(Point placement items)

-- begin --

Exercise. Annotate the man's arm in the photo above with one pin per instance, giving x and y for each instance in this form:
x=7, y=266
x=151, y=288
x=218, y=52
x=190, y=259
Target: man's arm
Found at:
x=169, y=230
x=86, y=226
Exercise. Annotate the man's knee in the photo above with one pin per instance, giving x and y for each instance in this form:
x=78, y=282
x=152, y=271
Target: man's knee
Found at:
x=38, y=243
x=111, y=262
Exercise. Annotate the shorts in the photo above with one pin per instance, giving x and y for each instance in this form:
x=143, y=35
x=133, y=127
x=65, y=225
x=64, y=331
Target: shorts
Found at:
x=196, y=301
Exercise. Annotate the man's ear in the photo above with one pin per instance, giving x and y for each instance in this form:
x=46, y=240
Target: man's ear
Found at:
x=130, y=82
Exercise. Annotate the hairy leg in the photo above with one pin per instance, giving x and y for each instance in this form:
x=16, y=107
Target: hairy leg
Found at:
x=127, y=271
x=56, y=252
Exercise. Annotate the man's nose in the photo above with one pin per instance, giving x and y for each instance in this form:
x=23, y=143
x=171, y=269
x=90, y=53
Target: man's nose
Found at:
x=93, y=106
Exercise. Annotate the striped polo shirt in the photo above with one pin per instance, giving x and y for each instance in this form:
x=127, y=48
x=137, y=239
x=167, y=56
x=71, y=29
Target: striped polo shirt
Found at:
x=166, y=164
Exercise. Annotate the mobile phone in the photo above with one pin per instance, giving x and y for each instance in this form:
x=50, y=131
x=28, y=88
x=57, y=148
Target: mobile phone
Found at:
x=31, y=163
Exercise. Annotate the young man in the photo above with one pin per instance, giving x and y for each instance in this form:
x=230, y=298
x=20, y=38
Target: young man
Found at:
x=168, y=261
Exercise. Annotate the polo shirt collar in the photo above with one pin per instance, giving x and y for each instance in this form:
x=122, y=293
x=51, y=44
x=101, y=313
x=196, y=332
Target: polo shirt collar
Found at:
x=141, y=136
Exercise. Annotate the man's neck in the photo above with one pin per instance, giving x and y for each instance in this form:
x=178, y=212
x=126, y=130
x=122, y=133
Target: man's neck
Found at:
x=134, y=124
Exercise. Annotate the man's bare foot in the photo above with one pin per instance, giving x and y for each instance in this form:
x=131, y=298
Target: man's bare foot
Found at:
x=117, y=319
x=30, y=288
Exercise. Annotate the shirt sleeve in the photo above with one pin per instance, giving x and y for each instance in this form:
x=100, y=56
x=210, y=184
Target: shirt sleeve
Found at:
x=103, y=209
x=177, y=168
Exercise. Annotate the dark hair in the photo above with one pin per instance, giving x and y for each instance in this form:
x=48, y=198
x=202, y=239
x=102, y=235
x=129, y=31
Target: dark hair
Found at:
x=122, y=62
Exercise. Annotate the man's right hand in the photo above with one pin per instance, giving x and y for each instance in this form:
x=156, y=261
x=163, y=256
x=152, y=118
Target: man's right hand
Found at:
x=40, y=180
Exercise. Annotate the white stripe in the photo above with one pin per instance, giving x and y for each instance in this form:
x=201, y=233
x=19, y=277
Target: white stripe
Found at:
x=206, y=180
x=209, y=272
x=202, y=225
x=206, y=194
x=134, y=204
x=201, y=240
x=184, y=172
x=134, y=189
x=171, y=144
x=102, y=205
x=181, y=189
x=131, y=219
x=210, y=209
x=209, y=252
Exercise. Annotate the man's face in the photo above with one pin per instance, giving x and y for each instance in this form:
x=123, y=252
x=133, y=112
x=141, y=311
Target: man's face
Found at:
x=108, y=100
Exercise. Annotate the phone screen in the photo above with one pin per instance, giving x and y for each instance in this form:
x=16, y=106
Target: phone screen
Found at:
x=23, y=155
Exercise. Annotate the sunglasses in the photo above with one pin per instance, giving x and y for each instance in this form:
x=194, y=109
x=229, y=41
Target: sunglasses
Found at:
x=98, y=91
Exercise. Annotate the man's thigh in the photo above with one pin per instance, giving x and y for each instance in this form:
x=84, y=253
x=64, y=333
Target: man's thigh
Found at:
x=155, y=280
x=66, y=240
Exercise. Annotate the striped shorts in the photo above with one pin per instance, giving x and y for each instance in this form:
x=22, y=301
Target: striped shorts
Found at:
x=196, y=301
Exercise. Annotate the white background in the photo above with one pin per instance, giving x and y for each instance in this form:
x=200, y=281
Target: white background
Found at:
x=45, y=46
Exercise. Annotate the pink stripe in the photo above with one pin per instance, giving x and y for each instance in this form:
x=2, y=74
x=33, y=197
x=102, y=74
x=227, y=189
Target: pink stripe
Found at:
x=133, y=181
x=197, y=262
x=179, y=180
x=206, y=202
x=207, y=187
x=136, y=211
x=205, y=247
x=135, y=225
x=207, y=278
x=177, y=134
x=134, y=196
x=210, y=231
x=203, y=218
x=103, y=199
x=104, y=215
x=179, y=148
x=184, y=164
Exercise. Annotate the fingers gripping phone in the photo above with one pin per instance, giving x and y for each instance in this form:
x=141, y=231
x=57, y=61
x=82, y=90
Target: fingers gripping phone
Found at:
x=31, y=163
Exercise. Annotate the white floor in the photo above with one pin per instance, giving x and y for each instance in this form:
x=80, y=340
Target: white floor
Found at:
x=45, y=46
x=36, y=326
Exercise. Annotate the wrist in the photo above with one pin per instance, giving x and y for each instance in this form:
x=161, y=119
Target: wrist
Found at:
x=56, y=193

-- end --

▸ **What the task asks**
Convert every line of the items above into a numbered list, and leave out any blank lines.

▸ **Solution to this exercise**
1. Exercise. Annotate the man's arm in the photo above with one pin per instance, giving x and y for each instance in this form:
2. x=7, y=266
3. x=151, y=288
4. x=218, y=52
5. x=190, y=259
6. Target: man's arm
7. Found at:
8. x=169, y=230
9. x=86, y=226
10. Exercise. Annotate the man's knee in the photo above with one pin per instance, giving x and y for each instance in this form:
11. x=78, y=282
12. x=152, y=271
13. Target: man's knee
14. Found at:
15. x=38, y=243
16. x=111, y=262
17. Exercise. Annotate the shorts in the photo above with one pin per instance, giving x and y for each instance in this form:
18. x=143, y=35
19. x=133, y=127
20. x=65, y=225
21. x=64, y=331
22. Target: shorts
23. Found at:
24. x=196, y=301
25. Exercise. Annotate the man's ear in the photo above with one pin per instance, giving x and y for each instance in this form:
26. x=46, y=240
27. Target: man's ear
28. Found at:
29. x=130, y=82
30. Exercise. Annotate the hairy leg in the photo above with one pin per instance, giving x and y for each instance in this form:
31. x=16, y=107
32. Target: hairy leg
33. Found at:
34. x=127, y=271
35. x=56, y=252
36. Exercise. Annotate the man's nose in the photo above with one pin per instance, giving x and y for each instance in this form:
37. x=23, y=143
38. x=171, y=269
39. x=90, y=53
40. Target: man's nose
41. Found at:
42. x=93, y=106
43. Exercise. Annotate the striped polo shirt in the photo above with one pin per instance, giving x and y for each instance in this form:
44. x=127, y=48
45. x=137, y=239
46. x=167, y=56
47. x=71, y=29
48. Target: striped polo shirt
49. Found at:
50. x=166, y=164
51. Exercise. Annotate the mobile phone in the photo above with one pin per instance, giving x and y for each instance in this form:
52. x=50, y=131
53. x=28, y=88
54. x=57, y=148
55. Target: mobile phone
56. Found at:
57. x=31, y=163
58. Exercise. Annotate the young man in the photo above with one pin per instance, giving x and y for each instance in this form:
59. x=230, y=298
60. x=20, y=38
61. Target: young man
62. Found at:
63. x=168, y=261
64. Exercise. Annotate the polo shirt collar in the photo above with one pin per instance, giving x and y for each instance in this form:
65. x=122, y=293
66. x=51, y=44
67. x=101, y=313
68. x=196, y=332
69. Target: polo shirt collar
70. Found at:
71. x=141, y=136
72. Exercise. Annotate the man's neck in the photo above with one pin per instance, giving x and y for each instance in this form:
73. x=178, y=212
74. x=126, y=130
75. x=122, y=133
76. Target: man's neck
77. Found at:
78. x=134, y=124
79. Exercise. Annotate the man's bare foot in the photo above with one pin per instance, giving x and y for each instance in this form:
80. x=131, y=298
81. Target: man's bare foot
82. Found at:
83. x=117, y=319
84. x=30, y=288
85. Exercise. Annotate the shirt sleeve in the photo above with one pin per instance, giving x and y for each instance in this form:
86. x=100, y=56
87. x=210, y=184
88. Target: shirt sleeve
89. Found at:
90. x=103, y=209
91. x=177, y=168
92. Exercise. Annotate the dark hair in the photo above with one pin per instance, giving x and y for each instance in this form:
93. x=48, y=198
94. x=202, y=239
95. x=102, y=235
96. x=129, y=31
97. Target: dark hair
98. Found at:
99. x=122, y=62
100. Exercise. Annotate the man's right hand in the photo above with one pin per instance, giving x and y for each instance in this form:
101. x=156, y=261
102. x=163, y=256
103. x=152, y=118
104. Target: man's right hand
105. Found at:
106. x=40, y=180
107. Exercise. Annotate the white stripe in the photo above with one pin per instance, giving x and y for each instance in this form:
108. x=201, y=233
109. x=19, y=277
110. Target: white stripe
111. Found at:
112. x=206, y=180
113. x=209, y=272
114. x=202, y=225
115. x=206, y=194
116. x=134, y=204
117. x=201, y=240
118. x=184, y=172
119. x=134, y=189
120. x=171, y=144
121. x=102, y=205
122. x=181, y=189
123. x=131, y=219
124. x=210, y=209
125. x=209, y=252
126. Exercise. Annotate the man's face in the photo above with one pin per instance, giving x and y for each instance in this form:
127. x=123, y=252
128. x=133, y=112
129. x=141, y=311
130. Target: man's face
131. Found at:
132. x=108, y=100
133. Exercise. Annotate the phone screen in the photo above with one pin per instance, giving x and y for each instance in this form:
134. x=16, y=106
135. Target: phone screen
136. Found at:
137. x=23, y=155
138. Exercise. Annotate the sunglasses in the photo above with one pin per instance, giving x and y for each instance in this form:
139. x=194, y=109
140. x=229, y=41
141. Target: sunglasses
142. Found at:
143. x=98, y=91
144. Exercise. Annotate the man's thigh in the photo above with one pin per instance, giving x and y for each instance in this form:
145. x=84, y=253
146. x=64, y=333
147. Target: man's thigh
148. Found at:
149. x=155, y=280
150. x=66, y=240
151. Exercise. Annotate the striped shorts in the photo above with one pin per instance, giving x and y for each instance in this form:
152. x=22, y=301
153. Target: striped shorts
154. Found at:
155. x=196, y=301
156. Exercise. Annotate the white background in the photo above with one pin per instance, giving x and y for each instance in this form:
157. x=200, y=281
158. Target: white background
159. Found at:
160. x=45, y=46
161. Exercise. Annotate the pink stripe in the photo above with one pin per instance, giving x and y for each instance in this form:
162. x=2, y=74
163. x=33, y=197
164. x=102, y=74
165. x=227, y=189
166. Target: pink stripe
167. Found at:
168. x=133, y=181
169. x=197, y=262
170. x=179, y=180
171. x=206, y=202
172. x=207, y=187
173. x=136, y=211
174. x=205, y=247
175. x=135, y=225
176. x=207, y=278
177. x=177, y=134
178. x=134, y=196
179. x=210, y=231
180. x=203, y=218
181. x=103, y=199
182. x=104, y=215
183. x=179, y=148
184. x=184, y=164
185. Exercise. Annotate the fingers gripping phone in the photo above with one pin per instance, giving x and y for each instance in this form:
186. x=141, y=231
187. x=57, y=61
188. x=82, y=90
189. Target: fingers gripping phone
190. Found at:
191. x=31, y=163
192. Exercise. Annotate the white floor in the photo above with one pin per instance, giving x and y for each instance in this form:
193. x=80, y=340
194. Target: white floor
195. Found at:
196. x=45, y=46
197. x=36, y=326
198. Exercise. Annotate the wrist in the photo above with one pin per instance, giving x and y for each instance in this form:
199. x=161, y=119
200. Target: wrist
201. Found at:
202. x=56, y=193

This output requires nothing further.